EXERCISE GOAL> Repeat every entry in the listing below, exactly.

(Point labeling examples)
[start]

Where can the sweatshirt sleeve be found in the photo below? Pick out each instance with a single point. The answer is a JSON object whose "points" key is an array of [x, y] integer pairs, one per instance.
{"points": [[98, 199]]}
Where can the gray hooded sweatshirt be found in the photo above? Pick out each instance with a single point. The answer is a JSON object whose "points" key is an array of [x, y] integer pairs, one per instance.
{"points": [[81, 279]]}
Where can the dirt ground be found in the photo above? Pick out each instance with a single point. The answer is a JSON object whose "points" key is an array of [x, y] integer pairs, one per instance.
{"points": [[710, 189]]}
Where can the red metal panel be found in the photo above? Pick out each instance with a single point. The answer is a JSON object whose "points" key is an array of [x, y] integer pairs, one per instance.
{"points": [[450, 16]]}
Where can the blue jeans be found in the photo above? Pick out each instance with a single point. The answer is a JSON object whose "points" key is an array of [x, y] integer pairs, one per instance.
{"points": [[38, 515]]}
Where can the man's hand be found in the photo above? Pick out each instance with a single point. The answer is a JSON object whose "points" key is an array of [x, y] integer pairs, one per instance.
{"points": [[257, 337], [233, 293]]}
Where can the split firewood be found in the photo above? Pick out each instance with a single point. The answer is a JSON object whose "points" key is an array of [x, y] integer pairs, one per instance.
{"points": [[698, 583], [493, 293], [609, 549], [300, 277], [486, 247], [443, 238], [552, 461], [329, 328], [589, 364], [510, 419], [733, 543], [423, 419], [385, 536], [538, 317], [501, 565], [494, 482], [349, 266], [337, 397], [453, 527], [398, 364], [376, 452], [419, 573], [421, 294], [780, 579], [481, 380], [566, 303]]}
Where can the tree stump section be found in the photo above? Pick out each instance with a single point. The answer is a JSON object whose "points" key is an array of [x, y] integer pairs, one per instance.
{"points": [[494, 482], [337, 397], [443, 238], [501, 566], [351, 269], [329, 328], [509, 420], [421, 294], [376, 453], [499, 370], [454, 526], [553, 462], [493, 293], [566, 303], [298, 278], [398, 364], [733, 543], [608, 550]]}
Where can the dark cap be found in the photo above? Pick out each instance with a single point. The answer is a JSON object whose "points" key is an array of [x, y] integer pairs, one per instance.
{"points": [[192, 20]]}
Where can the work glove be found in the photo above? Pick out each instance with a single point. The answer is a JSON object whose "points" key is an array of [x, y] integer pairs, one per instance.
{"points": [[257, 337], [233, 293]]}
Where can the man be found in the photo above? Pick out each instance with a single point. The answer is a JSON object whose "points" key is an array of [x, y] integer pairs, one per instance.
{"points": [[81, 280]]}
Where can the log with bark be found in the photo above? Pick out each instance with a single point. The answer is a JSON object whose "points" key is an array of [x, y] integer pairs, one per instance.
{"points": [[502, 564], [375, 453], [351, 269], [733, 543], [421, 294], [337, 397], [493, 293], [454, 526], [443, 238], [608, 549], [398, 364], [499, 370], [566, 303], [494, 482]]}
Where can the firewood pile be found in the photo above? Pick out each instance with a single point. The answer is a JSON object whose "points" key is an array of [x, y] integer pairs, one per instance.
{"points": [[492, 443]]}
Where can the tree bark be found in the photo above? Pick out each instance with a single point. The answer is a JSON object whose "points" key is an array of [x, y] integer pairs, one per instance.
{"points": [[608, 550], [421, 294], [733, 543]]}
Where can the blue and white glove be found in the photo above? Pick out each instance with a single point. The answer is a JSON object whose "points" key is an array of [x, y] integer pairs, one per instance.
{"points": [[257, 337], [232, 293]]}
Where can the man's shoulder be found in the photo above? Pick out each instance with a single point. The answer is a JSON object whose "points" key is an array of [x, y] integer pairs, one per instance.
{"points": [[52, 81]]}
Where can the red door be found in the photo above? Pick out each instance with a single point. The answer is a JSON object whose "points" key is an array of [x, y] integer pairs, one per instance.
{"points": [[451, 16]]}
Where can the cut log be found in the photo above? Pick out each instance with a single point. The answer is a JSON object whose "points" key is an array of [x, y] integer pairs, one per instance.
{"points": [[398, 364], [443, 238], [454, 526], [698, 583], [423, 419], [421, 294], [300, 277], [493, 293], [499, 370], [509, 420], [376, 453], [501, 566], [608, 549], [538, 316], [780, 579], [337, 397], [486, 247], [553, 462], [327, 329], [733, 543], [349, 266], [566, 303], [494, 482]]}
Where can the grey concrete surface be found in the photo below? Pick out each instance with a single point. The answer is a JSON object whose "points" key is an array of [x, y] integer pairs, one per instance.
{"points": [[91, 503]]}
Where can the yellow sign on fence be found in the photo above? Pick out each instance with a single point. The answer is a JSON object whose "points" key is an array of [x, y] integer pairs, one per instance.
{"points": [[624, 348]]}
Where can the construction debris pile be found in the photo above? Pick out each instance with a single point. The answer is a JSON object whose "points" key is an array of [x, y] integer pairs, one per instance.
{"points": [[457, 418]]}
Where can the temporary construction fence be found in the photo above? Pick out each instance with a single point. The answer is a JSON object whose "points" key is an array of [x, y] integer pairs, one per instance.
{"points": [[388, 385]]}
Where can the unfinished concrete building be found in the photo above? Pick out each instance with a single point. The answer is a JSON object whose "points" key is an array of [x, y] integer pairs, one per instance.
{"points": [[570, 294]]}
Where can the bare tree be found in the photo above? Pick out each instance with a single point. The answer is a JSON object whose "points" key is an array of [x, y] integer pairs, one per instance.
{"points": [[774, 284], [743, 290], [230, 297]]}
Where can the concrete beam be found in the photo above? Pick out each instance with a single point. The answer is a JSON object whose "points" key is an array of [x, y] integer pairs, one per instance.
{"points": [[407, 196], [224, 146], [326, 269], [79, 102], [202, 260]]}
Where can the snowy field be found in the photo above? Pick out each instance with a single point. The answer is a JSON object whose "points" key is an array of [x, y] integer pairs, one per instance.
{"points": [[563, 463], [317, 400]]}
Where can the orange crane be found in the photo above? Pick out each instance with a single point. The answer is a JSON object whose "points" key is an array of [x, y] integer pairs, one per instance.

[end]

RESULT OF THIS TASK>
Where can the sweatshirt sleeve be found in the photo below? Pick out each instance with a single point. The answer is a JSON object whose "points" key is an array of [x, y] integer pairs, one per instance.
{"points": [[98, 199]]}
Where can the gray hooded sweatshirt be found in the photo above? Pick out each instance with a single point. The answer is a JSON object whose "points" key is an array of [x, y] integer pairs, one per instance.
{"points": [[81, 279]]}
Where can the dirt ground be found in the photo above? Pick out each instance with a single point. The answer is a JSON object whose "points" key is an array of [x, y] integer pairs, one per instance.
{"points": [[710, 189]]}
Where can the red metal panel be found in the photo above? Pick out each instance with a single point. The answer is a JSON object whose "points" key is an array of [x, y] integer pairs, one per instance.
{"points": [[450, 16]]}
Where can the blue jeans be found in the photo above? Pick out each instance with a single point. The answer is a JSON object whose "points" key is an array of [x, y] integer pairs, one per instance.
{"points": [[38, 515]]}
Where can the man's hand be found in the photo above? Pick out each instance with a single point. The answer is a JSON object whose "points" key is an array of [x, y] integer pairs, one per instance.
{"points": [[257, 337], [233, 293]]}
Where can the split firewood be found in the photo above? Pick out each instance with a single point. The answer is a JSON object whose "points" key is an array of [x, y] integer pairs, one per instance.
{"points": [[698, 583], [493, 293], [609, 549], [300, 277], [486, 247], [443, 238], [552, 461], [329, 328], [589, 364], [510, 419], [733, 543], [423, 419], [385, 536], [538, 317], [501, 565], [494, 482], [349, 266], [337, 397], [453, 527], [398, 364], [376, 452], [419, 573], [421, 294], [780, 579], [481, 380], [566, 303]]}
Where can the tree stump section be found in the photo above? Pick out each instance with a single point. The answer is a JSON object whose "points" key is an array of [x, y] integer pairs, one per instance.
{"points": [[494, 482], [337, 397], [443, 238], [501, 566], [351, 269], [329, 328], [509, 420], [421, 294], [376, 453], [499, 370], [454, 526], [553, 462], [493, 293], [566, 303], [298, 278], [398, 364], [733, 543], [608, 550]]}
Where can the dark cap be found in the photo above? Pick out each instance with a single point. The answer is a JSON object whose "points" key is an array of [x, y] integer pairs, one per instance.
{"points": [[192, 20]]}
Where can the work glove be found in the photo above? Pick out each instance with a single point. The answer is a JSON object whose "points" key is an array of [x, y] integer pairs, one per instance.
{"points": [[257, 337], [233, 293]]}
Where can the man be found in the photo above? Pick out each instance with a single point. The answer is a JSON object whose "points" key is an array of [x, y] integer pairs, one per instance.
{"points": [[81, 280]]}
Where can the log with bark be found in the photo above? Pick out each instance with a single point. The answer is a JSON object whose "points" key is an array of [x, y] integer pairs, one per instance.
{"points": [[502, 564], [375, 453], [351, 269], [733, 543], [421, 294], [337, 397], [493, 293], [454, 526], [443, 238], [608, 549], [398, 364], [499, 370], [566, 303], [494, 482]]}
Where can the firewood pile be found in the photo above? Pick out each instance with a single point. The answer is a JSON object whose "points" key is an array of [x, y] integer pairs, one per instance.
{"points": [[492, 443]]}
Where can the tree bark be found in the photo above? Pick out each instance with a single point. The answer is a JSON object whose "points" key is an array of [x, y] integer pairs, one per instance.
{"points": [[608, 550], [421, 294], [733, 543]]}
Where can the blue and white glove be found in the photo above? Pick out each instance with a single point. The answer is a JSON object whose "points" key is an array of [x, y] integer pairs, one per instance.
{"points": [[257, 337], [232, 293]]}
Where can the man's shoulder be found in the photo above? Pick out each instance with a single point. The answer is a JSON object whose "points" key is an array of [x, y] integer pairs, one per instance.
{"points": [[52, 81]]}
Where can the red door be found in the photo above? Pick out each instance with a single point. The answer is a JSON object whose "points" key is an array of [x, y] integer pairs, one per instance.
{"points": [[451, 16]]}
Where can the cut log be found in the photo above? Pick out each instance with a single point. The answer is a JSON object whose "points" key is an array of [x, y] integer pairs, one per instance.
{"points": [[398, 364], [443, 238], [454, 526], [698, 583], [423, 419], [421, 294], [300, 277], [493, 293], [499, 370], [509, 420], [376, 453], [501, 566], [608, 549], [538, 316], [780, 579], [337, 397], [486, 247], [553, 462], [327, 329], [733, 543], [349, 266], [566, 303], [494, 482]]}
Where can the grey concrete surface be found in the photo below? Pick out each instance with a single point. The answer is a JSON object whose "points" key is an array of [x, y] integer pairs, one per instance.
{"points": [[91, 503]]}
Where can the yellow sign on fence be found in the photo above? Pick out each instance with a single point. The answer is a JSON object whose "points" key is an array of [x, y] integer pairs, one per instance.
{"points": [[624, 348]]}
Where can the construction debris pile be found in the photo above? Pick out each instance with a single point. The answer is a JSON object whose "points" key is an array of [x, y] integer pairs, one per instance.
{"points": [[457, 418]]}
Where can the temporary construction fence be found in the photo above? Pick out each instance with a single point. The answer is a JSON object whose "points" key is an array of [x, y] integer pairs, one per instance.
{"points": [[388, 385]]}
Where can the unfinished concrete building be found in the photo above? Pick out each instance with a single point. The answer is a JSON object whose "points" key is an array of [x, y] integer pairs, one per instance.
{"points": [[570, 294]]}
Where can the bare tree be found in the photo above? Pick out each instance with a single point. The answer is a JSON object whose "points" key is an array of [x, y] integer pairs, one per instance.
{"points": [[774, 284], [743, 290], [230, 297]]}
Where can the concrete beam be found in the photo above? Pick out each instance with a single point. The answer is a JSON object whose "points" key is an array of [x, y] integer pairs, one per instance.
{"points": [[407, 196], [224, 146], [326, 269], [79, 102], [202, 260]]}
Where can the snowy field be found in the photo above? Pick out each instance with a single point. The answer is a JSON object whose "points" key is an array of [x, y] integer pairs, one per instance.
{"points": [[563, 463], [317, 400]]}
Where can the orange crane be found in the photo above? Pick out each instance with a single point. The answer is a JSON object whose "points" key is an array of [x, y] integer pairs, one per instance.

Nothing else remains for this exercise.